Would you output the whole of the data exactly?

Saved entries

=======

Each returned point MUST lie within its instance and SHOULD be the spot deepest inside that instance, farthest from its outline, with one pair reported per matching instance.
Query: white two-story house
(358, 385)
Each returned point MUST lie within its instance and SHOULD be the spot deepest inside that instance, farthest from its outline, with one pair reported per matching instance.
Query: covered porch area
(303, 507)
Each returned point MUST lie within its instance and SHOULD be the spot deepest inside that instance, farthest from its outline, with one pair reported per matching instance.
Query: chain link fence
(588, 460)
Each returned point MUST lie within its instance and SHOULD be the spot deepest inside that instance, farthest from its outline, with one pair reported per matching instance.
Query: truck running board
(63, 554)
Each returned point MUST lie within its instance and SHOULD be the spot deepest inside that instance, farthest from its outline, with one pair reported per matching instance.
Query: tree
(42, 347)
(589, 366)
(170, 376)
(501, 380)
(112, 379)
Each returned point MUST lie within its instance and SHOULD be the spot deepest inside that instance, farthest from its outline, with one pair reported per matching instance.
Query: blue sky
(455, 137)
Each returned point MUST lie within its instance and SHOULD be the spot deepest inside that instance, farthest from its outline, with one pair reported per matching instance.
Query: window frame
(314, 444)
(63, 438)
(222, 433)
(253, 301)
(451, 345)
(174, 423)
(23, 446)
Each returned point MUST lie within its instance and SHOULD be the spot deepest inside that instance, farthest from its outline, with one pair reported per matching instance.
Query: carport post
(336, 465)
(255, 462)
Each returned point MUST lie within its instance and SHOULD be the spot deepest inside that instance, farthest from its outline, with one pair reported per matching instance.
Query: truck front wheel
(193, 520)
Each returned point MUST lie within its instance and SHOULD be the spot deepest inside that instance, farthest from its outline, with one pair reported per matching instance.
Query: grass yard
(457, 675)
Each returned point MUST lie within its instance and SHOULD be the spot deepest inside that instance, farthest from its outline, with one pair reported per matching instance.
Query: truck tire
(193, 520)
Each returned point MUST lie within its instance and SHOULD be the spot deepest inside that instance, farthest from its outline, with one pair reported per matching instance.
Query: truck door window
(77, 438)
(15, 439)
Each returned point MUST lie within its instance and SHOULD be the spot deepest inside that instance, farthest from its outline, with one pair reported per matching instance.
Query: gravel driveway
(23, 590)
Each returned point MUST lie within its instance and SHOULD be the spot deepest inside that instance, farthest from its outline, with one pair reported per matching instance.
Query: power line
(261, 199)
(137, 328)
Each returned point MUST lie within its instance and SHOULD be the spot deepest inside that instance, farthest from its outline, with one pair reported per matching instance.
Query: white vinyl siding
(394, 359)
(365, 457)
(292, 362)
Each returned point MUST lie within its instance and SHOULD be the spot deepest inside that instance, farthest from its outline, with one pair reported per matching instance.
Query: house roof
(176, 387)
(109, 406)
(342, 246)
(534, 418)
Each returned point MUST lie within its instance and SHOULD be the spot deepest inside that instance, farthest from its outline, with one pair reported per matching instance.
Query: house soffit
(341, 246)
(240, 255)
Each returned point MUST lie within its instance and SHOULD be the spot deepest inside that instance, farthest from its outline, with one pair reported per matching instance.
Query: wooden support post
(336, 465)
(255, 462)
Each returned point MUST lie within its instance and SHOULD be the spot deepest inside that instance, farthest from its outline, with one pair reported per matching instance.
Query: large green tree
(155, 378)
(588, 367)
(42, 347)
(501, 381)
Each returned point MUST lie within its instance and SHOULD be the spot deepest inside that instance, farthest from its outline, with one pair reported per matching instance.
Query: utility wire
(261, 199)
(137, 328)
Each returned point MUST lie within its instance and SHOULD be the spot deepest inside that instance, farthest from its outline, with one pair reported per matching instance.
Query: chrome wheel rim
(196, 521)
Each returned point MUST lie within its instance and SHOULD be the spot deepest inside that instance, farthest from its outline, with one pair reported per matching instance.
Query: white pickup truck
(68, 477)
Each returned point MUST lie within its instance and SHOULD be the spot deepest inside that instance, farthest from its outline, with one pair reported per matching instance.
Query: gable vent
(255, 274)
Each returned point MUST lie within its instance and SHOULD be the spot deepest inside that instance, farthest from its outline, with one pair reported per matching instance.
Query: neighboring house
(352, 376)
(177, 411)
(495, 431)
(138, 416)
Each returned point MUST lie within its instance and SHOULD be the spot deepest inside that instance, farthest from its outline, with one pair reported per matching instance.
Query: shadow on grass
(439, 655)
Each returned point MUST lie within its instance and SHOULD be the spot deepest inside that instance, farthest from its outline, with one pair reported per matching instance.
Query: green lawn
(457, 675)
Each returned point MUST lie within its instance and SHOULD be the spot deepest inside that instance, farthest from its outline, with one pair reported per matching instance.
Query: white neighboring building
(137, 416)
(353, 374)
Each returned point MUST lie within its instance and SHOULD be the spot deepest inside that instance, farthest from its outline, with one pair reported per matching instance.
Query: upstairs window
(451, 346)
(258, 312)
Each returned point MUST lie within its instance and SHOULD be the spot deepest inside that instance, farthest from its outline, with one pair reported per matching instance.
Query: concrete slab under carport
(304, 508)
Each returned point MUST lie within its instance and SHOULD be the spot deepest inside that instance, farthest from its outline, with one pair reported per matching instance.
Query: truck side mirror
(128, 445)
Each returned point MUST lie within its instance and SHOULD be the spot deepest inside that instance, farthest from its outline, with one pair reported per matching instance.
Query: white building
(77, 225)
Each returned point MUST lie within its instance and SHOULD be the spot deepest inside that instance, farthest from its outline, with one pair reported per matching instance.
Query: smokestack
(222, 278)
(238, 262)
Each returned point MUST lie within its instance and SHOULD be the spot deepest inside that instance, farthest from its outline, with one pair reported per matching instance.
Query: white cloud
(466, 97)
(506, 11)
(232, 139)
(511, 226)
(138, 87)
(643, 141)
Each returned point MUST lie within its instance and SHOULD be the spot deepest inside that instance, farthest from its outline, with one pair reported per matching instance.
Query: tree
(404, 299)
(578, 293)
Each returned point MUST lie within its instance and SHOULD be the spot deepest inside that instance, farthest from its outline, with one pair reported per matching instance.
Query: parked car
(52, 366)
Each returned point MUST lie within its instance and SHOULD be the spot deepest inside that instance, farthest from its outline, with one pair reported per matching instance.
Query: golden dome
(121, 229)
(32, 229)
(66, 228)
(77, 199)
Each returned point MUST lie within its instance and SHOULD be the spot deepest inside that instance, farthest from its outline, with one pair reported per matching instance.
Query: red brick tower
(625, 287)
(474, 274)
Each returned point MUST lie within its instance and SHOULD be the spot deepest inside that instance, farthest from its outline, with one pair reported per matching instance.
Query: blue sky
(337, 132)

=======

_Answer space_
Each returned point MUST lie within its instance and SHOULD be the spot deepest inside that instance, farthest from its outline, with one pair reported per matching instance.
Query: white two-story house
(358, 385)
Each returned point MUST lie within its instance and SHOULD be the spot deepest inside that instance, farthest from its outline, with one pair reported per matching instance.
Query: covered porch area
(303, 507)
Each returned point MUST lie within its instance and SHOULD be the spot deepest inside that instance, farthest from its outline, with one pair reported per matching instance.
Query: chain link fence
(588, 460)
Each returned point MUST lie within its instance and SHOULD be the spot deepest inside that instance, farthest from its outline, with one pair reported per matching instance.
Query: truck running board
(63, 554)
Each returned point MUST lie within its instance and SHOULD be the spot deepest inside that instance, farthest from its outline, with one pair reported per matching instance.
Query: tree
(42, 347)
(589, 366)
(170, 376)
(501, 380)
(112, 379)
Each returned point MUST lie within its instance and SHOULD be the spot deepest inside that instance, farthest from its outline, with one pair reported per matching instance.
Query: blue sky
(455, 137)
Each returned point MUST lie within its instance and SHOULD be the spot deepest inside that instance, farthest from its outline, with one pair reported per matching instance.
Query: window frame
(314, 444)
(63, 438)
(222, 433)
(253, 301)
(451, 345)
(174, 423)
(23, 446)
Each returned point MUST lie within its instance and SHOULD be the spot deepest inside that instance, farthest from its outline, with one pair reported per matching instance.
Query: carport post
(336, 465)
(255, 462)
Each returned point MUST lie within its instance and SHOULD be the spot deepest inside that instance, farthest from its outline, with one pair reported per matching instance.
Query: truck front wheel
(193, 520)
Each returned point MUST lie within its instance and SHOULD be the spot deepest inside that instance, farthest from its outline, with one pair reported per matching instance.
Query: grass yard
(457, 675)
Each returned point MUST lie within its instance and SHOULD be the spot deepest inside that instance, farthest from its outline, with one pair reported per matching instance.
Query: truck tire
(193, 520)
Each returned point MUST lie within its instance and SHOULD be the spot deepest inside that instance, farthest from its outline, with one pair reported per matching instance.
Query: truck door window
(77, 438)
(15, 439)
Each returned point MUST lie within its instance and SHOULD be the spot deepest inside that instance, farthest from its outline, with one pair reported per matching instance.
Query: gravel driveway
(23, 590)
Each returned point MUST lie within its instance and SHOULD be the spot deepest inside that instance, farthest from its outline, with one pair reported per matching instance.
Query: power line
(261, 199)
(137, 328)
Each returned point MUST lie within its instance and SHOULD be the spot deepest inside that instance, farthest from its outline, with one pair reported per matching instance.
Query: white vinyl siding
(394, 359)
(365, 457)
(292, 362)
Each returned point MUST lie within its instance and SHOULD be the spot deepest inside that instance, farthest from its outline, with one pair reported per matching instance.
Query: house roof
(176, 387)
(109, 406)
(342, 246)
(534, 418)
Each returned point MUST lie within its instance and SHOULD be the spot deepest inside that instance, farthest from its outline, with one pair reported per matching instance.
Query: house soffit
(341, 246)
(240, 255)
Each returned point MUST lie within its instance and SHOULD be the spot deepest inside that instance, farthest from its outline, with one pair reported per matching instance.
Query: wooden support post
(336, 465)
(255, 462)
Each returned point MUST lie within its instance and SHOULD be the spot deepest inside that instance, farthest from its outline, with one pair reported per matching instance.
Query: large green tree
(155, 378)
(588, 367)
(42, 347)
(501, 381)
Each returned point MUST lie within its instance and SHOULD be the spot deepest inside that instance, farthest from its outline, with one pair reported per matching instance.
Query: utility wire
(261, 199)
(137, 328)
Each returned point MUST lie within its instance and SHOULD be the spot deepest inside that instance, farthest from its outline, with one pair reported per matching instance.
Query: chrome wheel rim
(196, 521)
Each returned point MUST lie within its instance and SHOULD be the spot deepest inside that instance, farthest from its outline, with one pair reported per matching instance.
Query: white pickup truck
(68, 477)
Each returned point MUST lie within its instance and SHOULD be the spot deepest inside that instance, farthest from its outline, with one pair reported per matching instance.
Query: gable vent
(255, 274)
Each returned point MUST lie within its instance and SHOULD be the spot deepest inside that instance, farthest from its outline, with one pair reported per matching instance.
Query: neighboring house
(352, 376)
(177, 411)
(495, 431)
(138, 416)
Each returned point MUST lie within its instance and SHOULD be the spot deepest inside that instance, farthest from its outline, with one pair reported per matching instance.
Query: shadow on grass
(439, 655)
Each returned point MUST lie within its instance and SHOULD be the spot deepest inside that instance, farthest from its outline, with one pair reported per matching instance.
Query: green lawn
(457, 675)
Each returned point MUST lie within its instance and SHOULD be the spot deepest inside that instance, farthest from its outline, with one pair reported per matching instance.
Query: white neighboring building
(137, 416)
(353, 374)
Each returned point MUST lie within its instance and SHOULD be the spot deepest inside that instance, farthest from its outline, with one pair reported per matching instance.
Query: upstairs window
(451, 346)
(258, 312)
Each returned point MUST lie within its instance and SHOULD be the spot deepest inside that instance, farthest from its outline, with one pair reported per matching instance.
Query: concrete slab under carport
(304, 508)
Each returned point MUST lie within its instance and SHOULD be the spot deepest inside that instance, farthest from its outline, with one pair reported per matching instance.
Query: truck side mirror
(128, 445)
Each returned point MUST lie within its instance and SHOULD be the spot deepest inside that instance, farthest from its outline, with one pair reported per matching instance.
Query: white building
(77, 225)
Each returned point MUST lie within its instance and SHOULD be the spot deepest inside that instance, farthest from its outline, with one pair reported per matching instance.
Query: smokestack
(222, 278)
(238, 262)
Each returned point MUST lie within its instance and SHOULD be the spot deepest inside that instance, farthest from its outline, with one pair reported per matching instance.
Query: white cloud
(466, 97)
(506, 11)
(232, 139)
(511, 226)
(138, 87)
(643, 141)
Each returned point MUST lie within its instance and SHOULD be the spot deepest inside that instance, farthest from its outline, with one pair reported per matching instance.
Query: tree
(404, 299)
(578, 293)
Each returned point MUST lie within its instance and SHOULD be the spot deepest inside that instance, farthest from its outline, with one pair reported per matching instance.
Query: parked car
(52, 366)
Each returned point MUST lie within its instance and SHOULD be the spot deepest inside that instance, farthest from its outline, with one pair reported per matching instance.
Query: golden dome
(121, 229)
(32, 229)
(66, 228)
(77, 199)
Each returned point MUST lie within its instance and SHOULD be the spot deepest inside that instance, farthest from its outline, with one pair reported per matching instance.
Query: red brick tower
(625, 287)
(474, 274)
Each returned point MUST lie within its instance and SHOULD be the spot deepest inside that instance, farthest from its outline, with one pair reported per matching instance.
Query: blue sky
(337, 132)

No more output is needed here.